#### [Exercise]
Add 7 to each x and y value of the answer coordinates in the lines from the one containing "A point belongs on each instance of the tree bark" through the end of the entries, inclusive. Write out every one of those lines in full, changing no other number.

#### [Information given]
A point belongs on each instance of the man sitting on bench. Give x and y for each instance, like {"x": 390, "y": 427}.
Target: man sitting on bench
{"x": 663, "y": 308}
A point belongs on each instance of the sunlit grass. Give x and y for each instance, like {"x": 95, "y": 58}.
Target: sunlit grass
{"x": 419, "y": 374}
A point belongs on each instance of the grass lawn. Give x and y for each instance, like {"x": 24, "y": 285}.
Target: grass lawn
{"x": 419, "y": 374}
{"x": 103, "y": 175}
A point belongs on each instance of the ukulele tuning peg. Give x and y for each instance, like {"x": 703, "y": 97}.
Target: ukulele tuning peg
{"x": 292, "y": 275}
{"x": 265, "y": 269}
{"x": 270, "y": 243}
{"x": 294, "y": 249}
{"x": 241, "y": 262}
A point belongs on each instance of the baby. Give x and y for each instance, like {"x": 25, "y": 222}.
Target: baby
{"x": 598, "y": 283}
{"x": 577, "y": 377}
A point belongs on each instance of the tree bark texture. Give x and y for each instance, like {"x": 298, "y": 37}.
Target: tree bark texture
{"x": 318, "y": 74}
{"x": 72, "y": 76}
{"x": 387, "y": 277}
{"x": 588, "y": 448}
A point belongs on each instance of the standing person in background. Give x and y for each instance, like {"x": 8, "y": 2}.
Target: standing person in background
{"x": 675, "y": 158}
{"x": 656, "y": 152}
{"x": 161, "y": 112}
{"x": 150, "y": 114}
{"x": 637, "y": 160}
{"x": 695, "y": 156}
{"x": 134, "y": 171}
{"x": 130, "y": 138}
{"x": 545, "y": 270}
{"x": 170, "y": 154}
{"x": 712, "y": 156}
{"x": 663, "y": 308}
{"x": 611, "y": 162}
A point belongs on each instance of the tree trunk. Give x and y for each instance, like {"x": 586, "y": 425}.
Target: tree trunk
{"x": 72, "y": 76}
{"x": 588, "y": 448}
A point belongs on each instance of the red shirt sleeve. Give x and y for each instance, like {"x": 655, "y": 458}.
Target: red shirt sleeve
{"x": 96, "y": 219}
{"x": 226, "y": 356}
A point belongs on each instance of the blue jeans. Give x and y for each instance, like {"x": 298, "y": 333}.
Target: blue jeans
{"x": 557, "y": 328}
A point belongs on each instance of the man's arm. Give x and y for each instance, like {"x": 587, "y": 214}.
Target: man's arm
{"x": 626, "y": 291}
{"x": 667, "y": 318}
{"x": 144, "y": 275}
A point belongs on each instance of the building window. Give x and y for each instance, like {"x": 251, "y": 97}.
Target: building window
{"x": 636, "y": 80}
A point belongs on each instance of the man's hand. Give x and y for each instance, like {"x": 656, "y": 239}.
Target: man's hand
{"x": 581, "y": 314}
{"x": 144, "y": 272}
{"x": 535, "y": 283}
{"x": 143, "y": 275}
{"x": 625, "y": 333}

#### [The solution]
A point belongs on each instance of the tree bark texture. Give x and y for each instance, like {"x": 298, "y": 37}.
Target: tree bark texture
{"x": 325, "y": 81}
{"x": 79, "y": 83}
{"x": 394, "y": 284}
{"x": 595, "y": 455}
A point belongs on each instance of the standing person in background. Give x and y for each instance, like {"x": 8, "y": 2}.
Target: standing person in background
{"x": 682, "y": 165}
{"x": 663, "y": 159}
{"x": 168, "y": 119}
{"x": 157, "y": 121}
{"x": 644, "y": 167}
{"x": 702, "y": 163}
{"x": 141, "y": 178}
{"x": 137, "y": 145}
{"x": 552, "y": 277}
{"x": 177, "y": 161}
{"x": 719, "y": 163}
{"x": 670, "y": 315}
{"x": 618, "y": 169}
A point belongs on each instance of the tree trunk. Give x and y for each instance, like {"x": 586, "y": 425}.
Target: tree trunk
{"x": 79, "y": 83}
{"x": 595, "y": 455}
A point belongs on each instance of the red shirt sleeve. Give x and y for each instance, like {"x": 655, "y": 458}.
Target: red shirt sleeve
{"x": 103, "y": 226}
{"x": 233, "y": 363}
A point belongs on each instance of the blue jeans. Give x and y for each instance, like {"x": 298, "y": 333}.
Target: blue jeans
{"x": 564, "y": 335}
A point belongs on each instance of the man's arm. Give x and y for each instance, like {"x": 587, "y": 214}.
Target: man's arm
{"x": 633, "y": 298}
{"x": 674, "y": 325}
{"x": 151, "y": 282}
A point belongs on each instance of the building window. Give x and y for each instance, like {"x": 251, "y": 97}.
Target: building window
{"x": 643, "y": 87}
A point belongs on each instance of the man's hand. Give x and y for each instance, like {"x": 656, "y": 239}.
Target: man's hand
{"x": 588, "y": 321}
{"x": 151, "y": 279}
{"x": 542, "y": 290}
{"x": 150, "y": 282}
{"x": 632, "y": 340}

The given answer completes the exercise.